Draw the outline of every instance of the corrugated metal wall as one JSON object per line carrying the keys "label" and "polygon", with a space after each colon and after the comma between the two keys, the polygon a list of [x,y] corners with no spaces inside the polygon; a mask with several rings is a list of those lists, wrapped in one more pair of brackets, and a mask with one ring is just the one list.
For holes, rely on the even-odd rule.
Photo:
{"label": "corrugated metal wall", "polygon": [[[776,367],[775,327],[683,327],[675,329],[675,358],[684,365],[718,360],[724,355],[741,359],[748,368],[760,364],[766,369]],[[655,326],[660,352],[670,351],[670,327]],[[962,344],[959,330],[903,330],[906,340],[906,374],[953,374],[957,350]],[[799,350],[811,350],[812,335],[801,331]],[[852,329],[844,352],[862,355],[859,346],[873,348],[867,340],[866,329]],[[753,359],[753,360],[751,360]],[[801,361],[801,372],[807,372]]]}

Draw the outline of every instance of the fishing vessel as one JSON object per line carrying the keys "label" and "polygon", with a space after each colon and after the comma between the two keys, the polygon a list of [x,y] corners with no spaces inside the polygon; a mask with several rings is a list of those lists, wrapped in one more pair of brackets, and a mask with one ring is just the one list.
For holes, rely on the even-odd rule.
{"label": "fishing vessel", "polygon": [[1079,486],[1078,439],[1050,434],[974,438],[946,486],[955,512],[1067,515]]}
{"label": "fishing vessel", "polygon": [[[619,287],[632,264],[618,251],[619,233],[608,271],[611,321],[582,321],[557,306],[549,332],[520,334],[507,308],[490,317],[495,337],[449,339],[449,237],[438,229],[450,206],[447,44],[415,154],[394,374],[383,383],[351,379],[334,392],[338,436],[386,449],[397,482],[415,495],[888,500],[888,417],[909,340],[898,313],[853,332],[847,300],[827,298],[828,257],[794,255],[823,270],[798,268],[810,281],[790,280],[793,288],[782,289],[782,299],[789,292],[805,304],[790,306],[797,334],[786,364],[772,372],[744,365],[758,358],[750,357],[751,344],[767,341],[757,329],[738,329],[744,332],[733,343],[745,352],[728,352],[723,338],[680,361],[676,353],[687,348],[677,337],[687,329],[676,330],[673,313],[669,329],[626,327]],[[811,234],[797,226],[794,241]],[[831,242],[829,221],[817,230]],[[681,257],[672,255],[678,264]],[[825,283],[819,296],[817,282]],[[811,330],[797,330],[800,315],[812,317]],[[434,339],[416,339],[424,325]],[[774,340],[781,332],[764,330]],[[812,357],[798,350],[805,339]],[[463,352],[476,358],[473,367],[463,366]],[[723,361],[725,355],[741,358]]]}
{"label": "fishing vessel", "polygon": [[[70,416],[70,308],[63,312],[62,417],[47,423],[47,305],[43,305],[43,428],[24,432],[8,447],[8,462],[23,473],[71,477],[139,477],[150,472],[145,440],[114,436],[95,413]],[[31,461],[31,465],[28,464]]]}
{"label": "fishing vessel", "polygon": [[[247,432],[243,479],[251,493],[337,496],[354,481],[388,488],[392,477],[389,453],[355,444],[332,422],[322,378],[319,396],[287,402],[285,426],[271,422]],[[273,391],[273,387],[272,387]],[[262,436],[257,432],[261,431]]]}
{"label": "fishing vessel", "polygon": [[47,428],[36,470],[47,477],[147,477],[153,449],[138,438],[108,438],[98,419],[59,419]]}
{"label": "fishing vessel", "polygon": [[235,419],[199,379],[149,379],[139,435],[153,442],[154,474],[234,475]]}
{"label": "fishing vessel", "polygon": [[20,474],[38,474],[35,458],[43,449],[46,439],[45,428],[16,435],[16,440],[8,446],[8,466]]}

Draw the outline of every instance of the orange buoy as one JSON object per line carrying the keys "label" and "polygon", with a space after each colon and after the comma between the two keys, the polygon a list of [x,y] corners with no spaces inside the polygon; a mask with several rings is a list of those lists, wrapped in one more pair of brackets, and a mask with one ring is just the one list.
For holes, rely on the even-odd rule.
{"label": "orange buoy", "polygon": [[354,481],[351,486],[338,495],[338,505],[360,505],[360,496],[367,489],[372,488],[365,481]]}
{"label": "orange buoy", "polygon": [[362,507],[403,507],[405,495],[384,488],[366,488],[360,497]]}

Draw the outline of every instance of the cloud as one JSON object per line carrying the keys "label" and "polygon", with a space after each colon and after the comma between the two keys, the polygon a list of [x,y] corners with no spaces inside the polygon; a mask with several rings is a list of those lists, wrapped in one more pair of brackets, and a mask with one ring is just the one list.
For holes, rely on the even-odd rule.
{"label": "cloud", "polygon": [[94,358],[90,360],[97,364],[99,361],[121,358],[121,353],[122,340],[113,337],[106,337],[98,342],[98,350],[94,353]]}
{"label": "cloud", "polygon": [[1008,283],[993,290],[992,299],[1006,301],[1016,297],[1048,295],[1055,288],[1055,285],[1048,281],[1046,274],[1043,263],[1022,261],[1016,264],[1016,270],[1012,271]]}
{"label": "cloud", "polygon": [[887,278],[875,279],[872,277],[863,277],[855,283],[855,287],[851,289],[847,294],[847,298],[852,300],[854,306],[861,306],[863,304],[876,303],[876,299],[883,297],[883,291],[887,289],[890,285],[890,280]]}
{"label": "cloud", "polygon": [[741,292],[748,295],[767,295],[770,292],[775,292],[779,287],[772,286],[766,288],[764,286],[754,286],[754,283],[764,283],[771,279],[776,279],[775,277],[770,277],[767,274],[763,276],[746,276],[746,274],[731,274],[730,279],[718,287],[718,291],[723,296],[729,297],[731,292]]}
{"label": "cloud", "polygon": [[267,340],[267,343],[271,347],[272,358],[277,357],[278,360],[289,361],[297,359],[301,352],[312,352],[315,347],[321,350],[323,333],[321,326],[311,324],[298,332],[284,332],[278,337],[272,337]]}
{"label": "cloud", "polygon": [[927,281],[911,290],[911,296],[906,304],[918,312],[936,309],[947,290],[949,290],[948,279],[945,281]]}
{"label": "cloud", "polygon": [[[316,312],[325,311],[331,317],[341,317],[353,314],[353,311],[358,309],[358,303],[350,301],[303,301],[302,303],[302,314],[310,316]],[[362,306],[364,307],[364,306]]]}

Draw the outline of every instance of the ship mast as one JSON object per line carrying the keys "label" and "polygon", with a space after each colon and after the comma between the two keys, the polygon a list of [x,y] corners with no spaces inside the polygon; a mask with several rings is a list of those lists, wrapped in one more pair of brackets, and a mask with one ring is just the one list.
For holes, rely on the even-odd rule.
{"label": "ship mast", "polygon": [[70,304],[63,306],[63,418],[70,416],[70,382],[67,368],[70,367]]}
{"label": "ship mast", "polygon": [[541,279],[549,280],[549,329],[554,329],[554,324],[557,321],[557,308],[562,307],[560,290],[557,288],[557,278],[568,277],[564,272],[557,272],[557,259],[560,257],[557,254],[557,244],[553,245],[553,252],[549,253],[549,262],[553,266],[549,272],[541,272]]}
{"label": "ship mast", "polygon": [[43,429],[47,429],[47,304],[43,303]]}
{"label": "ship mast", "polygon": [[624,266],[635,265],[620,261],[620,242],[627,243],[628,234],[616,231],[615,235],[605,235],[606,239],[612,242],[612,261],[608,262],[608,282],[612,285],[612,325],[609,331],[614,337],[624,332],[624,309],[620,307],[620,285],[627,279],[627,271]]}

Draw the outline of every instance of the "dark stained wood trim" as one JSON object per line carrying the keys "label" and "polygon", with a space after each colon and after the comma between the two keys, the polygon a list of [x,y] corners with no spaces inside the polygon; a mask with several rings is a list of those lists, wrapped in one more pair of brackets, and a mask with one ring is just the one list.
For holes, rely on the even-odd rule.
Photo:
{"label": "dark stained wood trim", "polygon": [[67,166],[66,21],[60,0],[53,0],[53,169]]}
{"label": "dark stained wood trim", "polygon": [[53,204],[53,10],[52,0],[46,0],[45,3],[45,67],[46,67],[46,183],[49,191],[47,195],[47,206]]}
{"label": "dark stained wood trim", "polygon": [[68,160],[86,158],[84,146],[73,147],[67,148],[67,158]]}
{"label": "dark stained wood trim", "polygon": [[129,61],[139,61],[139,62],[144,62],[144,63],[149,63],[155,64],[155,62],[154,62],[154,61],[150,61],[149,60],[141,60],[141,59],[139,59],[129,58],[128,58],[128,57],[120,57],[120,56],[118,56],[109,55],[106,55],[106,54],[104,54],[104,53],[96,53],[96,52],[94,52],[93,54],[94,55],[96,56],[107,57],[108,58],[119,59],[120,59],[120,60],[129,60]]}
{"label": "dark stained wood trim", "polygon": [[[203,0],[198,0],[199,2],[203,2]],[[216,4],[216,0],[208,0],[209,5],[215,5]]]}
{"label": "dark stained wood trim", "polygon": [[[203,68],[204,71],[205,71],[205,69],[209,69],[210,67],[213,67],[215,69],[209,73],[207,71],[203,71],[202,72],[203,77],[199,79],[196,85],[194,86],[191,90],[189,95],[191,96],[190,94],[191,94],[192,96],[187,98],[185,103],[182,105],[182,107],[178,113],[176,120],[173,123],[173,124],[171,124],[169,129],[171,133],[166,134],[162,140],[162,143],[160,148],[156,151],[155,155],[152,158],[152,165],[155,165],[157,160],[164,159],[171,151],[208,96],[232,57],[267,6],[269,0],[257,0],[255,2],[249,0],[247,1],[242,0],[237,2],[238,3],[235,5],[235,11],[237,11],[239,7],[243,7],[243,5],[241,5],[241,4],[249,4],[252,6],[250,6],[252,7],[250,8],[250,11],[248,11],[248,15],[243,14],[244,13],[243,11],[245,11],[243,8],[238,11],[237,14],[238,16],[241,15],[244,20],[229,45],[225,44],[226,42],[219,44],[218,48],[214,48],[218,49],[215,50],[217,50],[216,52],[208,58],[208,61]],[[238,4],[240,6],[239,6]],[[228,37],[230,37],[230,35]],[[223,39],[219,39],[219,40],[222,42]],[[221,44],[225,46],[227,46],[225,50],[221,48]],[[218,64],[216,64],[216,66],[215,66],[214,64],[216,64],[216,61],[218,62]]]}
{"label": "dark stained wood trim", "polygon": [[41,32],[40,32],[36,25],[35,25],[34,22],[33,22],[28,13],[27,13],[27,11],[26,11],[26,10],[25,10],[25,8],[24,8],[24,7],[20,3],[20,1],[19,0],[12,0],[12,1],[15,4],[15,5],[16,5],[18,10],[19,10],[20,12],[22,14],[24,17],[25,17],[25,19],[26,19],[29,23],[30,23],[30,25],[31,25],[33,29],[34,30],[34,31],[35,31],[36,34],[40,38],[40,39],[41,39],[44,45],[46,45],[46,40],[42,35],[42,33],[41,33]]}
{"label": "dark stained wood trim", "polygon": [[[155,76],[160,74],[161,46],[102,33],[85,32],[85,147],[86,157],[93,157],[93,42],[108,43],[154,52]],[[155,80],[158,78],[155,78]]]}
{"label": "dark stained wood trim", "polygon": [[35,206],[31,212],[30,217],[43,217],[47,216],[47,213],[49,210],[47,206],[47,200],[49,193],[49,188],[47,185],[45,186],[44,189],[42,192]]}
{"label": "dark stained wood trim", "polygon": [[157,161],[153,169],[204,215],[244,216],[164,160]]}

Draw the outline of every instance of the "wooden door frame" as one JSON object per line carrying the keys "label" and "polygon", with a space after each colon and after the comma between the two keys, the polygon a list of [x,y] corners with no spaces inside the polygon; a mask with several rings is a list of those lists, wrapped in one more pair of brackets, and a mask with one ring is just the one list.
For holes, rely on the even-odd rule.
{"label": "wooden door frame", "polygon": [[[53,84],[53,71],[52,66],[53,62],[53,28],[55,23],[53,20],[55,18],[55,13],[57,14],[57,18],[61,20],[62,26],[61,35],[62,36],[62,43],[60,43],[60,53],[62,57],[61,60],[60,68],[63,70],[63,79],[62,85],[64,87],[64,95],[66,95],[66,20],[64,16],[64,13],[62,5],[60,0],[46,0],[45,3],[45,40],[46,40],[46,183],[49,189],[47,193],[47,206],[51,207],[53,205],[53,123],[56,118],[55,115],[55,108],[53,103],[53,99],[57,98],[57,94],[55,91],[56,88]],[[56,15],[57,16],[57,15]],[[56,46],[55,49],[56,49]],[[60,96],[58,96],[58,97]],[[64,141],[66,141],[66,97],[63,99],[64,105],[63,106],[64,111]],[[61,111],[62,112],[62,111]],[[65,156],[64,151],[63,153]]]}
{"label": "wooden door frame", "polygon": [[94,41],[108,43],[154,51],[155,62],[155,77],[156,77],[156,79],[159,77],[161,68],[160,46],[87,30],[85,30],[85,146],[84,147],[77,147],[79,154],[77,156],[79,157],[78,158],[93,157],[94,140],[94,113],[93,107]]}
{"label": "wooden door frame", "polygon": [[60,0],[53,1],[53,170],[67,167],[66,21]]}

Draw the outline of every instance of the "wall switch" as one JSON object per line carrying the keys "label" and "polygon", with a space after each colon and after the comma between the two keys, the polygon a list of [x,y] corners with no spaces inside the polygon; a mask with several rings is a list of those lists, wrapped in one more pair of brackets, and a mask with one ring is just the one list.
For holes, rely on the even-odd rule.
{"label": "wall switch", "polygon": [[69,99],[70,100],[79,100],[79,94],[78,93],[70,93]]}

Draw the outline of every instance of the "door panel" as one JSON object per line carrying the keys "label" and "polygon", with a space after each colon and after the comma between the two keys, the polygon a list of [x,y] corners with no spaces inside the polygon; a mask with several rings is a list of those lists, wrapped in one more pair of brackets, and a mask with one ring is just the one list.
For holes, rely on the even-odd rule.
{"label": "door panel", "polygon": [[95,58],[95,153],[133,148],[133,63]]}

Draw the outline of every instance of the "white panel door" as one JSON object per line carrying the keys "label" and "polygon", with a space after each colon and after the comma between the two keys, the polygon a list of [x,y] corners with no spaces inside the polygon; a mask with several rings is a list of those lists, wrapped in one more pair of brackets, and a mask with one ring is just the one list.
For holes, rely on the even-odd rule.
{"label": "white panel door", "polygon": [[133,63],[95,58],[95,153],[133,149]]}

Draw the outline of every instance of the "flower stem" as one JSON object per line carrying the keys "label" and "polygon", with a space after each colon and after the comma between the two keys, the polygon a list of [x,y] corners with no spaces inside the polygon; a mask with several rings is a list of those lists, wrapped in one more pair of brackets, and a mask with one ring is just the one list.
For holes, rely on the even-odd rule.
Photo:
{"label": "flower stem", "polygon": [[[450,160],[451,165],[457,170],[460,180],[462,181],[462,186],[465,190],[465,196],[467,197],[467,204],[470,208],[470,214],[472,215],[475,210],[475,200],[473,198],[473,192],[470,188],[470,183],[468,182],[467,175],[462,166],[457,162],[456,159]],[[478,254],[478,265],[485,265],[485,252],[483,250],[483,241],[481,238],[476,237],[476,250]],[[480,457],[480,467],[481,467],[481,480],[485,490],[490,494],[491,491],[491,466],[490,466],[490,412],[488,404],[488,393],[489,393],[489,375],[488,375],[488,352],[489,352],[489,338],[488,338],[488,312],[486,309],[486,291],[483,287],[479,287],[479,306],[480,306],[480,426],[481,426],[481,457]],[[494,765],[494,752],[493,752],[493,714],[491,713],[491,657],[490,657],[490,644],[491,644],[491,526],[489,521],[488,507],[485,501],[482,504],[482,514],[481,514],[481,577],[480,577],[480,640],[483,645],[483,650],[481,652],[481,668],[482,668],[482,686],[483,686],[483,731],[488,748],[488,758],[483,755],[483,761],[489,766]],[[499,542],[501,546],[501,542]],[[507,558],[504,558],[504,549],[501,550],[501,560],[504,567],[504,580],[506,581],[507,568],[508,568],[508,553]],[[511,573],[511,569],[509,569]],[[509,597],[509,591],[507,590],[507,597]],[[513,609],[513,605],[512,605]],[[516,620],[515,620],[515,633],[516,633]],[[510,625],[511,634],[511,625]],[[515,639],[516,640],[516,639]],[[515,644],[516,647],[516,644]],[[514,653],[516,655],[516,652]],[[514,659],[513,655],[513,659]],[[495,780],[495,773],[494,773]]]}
══════════
Exercise:
Identify every line of the listing above that contains the word "white", and copy each of those lines in full. Case counts, so match only that exact capitalization.

Worked answer:
Draw the outline of every instance of the "white panel door" as one JSON object per line carrying the keys "label" and "polygon", with a space after each colon and after the comma between the two keys, the polygon a list of [x,y] corners with no spaces inside the polygon; a mask with several rings is a list of those lists, wrapped in one more pair of brackets, and a mask with one ring is just the one list.
{"label": "white panel door", "polygon": [[133,63],[95,58],[95,153],[133,149]]}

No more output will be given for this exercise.